───── MATERIAL PROVIDED ─────

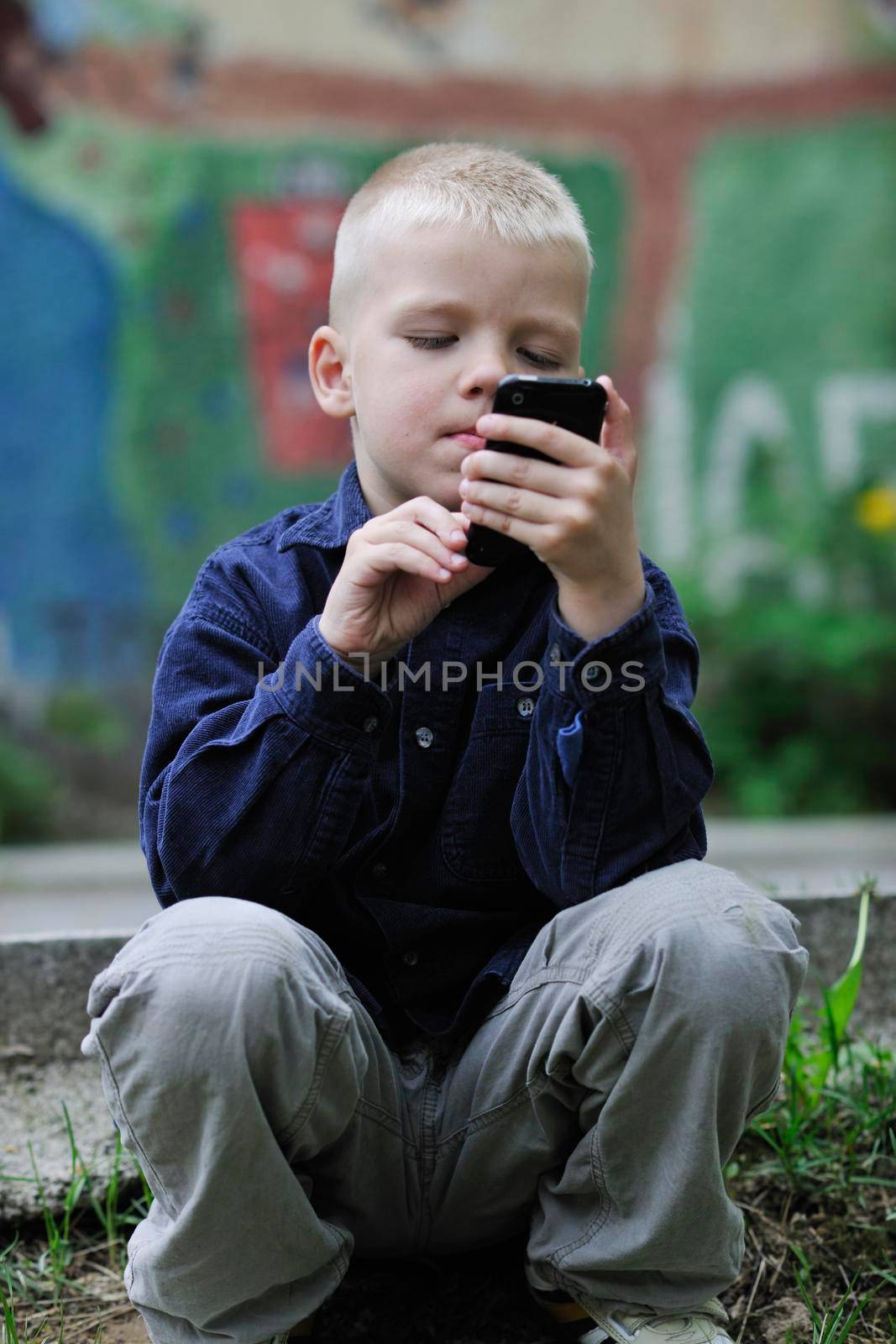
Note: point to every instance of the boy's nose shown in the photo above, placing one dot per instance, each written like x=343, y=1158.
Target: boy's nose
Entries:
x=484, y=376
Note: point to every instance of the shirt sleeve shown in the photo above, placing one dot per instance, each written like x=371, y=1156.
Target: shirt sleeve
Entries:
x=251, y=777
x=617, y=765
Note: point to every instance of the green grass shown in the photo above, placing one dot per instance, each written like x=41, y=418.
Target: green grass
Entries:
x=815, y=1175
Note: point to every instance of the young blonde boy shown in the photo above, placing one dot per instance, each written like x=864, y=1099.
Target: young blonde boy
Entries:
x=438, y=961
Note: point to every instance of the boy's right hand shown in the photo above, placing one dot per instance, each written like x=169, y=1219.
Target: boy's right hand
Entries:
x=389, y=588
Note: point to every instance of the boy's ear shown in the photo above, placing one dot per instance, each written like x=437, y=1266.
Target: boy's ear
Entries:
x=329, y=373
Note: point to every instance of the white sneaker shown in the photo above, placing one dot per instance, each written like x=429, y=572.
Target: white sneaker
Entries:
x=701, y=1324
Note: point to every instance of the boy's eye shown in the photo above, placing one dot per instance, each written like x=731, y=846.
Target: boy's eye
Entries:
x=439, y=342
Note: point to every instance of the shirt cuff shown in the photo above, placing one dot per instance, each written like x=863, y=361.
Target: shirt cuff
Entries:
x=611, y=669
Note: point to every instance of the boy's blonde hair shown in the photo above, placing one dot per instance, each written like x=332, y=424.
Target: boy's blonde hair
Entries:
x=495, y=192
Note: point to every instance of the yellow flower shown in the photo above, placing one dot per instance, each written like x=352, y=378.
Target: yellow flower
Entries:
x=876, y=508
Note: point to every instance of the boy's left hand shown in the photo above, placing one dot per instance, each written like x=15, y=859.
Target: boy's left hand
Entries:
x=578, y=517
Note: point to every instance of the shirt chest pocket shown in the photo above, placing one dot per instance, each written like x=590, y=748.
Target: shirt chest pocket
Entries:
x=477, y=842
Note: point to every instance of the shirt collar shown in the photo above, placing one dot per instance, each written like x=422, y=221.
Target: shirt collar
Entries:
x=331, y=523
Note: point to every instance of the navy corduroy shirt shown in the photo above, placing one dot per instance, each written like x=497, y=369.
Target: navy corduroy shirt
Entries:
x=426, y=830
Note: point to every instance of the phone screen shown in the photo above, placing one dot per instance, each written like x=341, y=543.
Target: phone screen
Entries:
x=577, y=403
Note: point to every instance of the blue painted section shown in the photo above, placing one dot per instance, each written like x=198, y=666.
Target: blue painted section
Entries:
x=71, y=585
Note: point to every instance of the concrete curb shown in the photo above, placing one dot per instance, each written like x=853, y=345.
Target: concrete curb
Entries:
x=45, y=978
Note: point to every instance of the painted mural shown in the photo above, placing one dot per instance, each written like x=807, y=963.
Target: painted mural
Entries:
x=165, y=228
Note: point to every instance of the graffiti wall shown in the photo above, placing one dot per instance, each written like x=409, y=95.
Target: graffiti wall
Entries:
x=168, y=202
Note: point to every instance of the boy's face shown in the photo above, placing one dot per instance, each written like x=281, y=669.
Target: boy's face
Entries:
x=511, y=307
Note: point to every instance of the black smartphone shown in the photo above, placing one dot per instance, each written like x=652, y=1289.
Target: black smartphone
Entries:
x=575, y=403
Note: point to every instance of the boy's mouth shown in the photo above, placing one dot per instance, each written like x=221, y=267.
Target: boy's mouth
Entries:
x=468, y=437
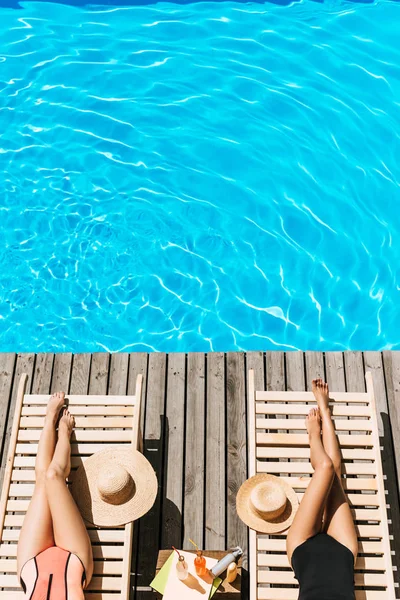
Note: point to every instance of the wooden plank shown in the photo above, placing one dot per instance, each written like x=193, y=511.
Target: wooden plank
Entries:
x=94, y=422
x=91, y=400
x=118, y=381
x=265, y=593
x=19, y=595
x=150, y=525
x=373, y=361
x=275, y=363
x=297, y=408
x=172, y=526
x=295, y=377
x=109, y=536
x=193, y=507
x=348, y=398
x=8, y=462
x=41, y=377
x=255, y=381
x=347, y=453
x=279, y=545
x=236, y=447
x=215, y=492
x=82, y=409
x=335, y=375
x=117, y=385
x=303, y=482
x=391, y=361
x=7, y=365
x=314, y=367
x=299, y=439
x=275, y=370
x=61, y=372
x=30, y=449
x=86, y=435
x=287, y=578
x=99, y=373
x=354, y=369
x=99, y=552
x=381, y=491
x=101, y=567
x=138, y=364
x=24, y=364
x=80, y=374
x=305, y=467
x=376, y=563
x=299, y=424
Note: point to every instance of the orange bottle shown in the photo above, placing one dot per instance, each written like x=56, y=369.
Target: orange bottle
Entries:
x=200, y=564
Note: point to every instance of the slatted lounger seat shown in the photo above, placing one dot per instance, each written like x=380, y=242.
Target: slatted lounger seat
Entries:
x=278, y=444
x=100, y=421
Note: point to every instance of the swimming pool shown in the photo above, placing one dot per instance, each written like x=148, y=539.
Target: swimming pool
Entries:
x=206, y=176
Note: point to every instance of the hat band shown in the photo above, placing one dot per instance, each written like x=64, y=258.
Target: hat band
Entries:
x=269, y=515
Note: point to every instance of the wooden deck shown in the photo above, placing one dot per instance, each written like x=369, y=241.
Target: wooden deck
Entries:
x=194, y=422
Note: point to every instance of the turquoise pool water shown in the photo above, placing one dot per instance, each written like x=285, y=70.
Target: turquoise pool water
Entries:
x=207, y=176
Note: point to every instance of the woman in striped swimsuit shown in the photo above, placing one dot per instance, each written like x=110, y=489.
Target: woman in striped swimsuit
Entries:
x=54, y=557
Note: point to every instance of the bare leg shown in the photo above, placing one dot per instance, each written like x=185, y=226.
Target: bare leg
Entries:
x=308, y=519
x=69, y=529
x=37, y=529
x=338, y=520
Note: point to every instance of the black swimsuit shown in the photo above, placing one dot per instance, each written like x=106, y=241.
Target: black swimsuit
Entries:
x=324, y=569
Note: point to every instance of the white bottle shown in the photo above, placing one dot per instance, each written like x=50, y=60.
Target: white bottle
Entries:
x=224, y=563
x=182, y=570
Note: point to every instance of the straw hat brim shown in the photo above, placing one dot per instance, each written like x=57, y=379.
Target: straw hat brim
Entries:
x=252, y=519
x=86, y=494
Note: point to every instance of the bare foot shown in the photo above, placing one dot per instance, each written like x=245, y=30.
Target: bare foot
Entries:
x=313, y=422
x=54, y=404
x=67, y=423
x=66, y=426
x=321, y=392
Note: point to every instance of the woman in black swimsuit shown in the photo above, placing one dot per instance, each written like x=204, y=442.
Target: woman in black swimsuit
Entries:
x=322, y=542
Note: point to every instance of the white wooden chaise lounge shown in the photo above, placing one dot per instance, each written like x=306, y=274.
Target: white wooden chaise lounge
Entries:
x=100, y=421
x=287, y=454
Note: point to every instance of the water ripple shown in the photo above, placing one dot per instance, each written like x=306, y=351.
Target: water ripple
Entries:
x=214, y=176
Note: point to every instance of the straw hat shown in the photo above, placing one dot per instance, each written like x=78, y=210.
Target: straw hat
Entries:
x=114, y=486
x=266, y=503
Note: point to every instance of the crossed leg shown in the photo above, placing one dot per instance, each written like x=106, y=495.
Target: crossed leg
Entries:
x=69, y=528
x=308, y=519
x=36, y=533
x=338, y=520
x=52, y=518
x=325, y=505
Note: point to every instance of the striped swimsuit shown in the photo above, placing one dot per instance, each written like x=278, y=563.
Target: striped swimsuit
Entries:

─────

Copy every line of the material above in which the word "blue" appears.

Note: point to every instance of the blue painted section shown in the photo above, placing one dot per instance, each written like x=198, y=666.
Target: blue painted section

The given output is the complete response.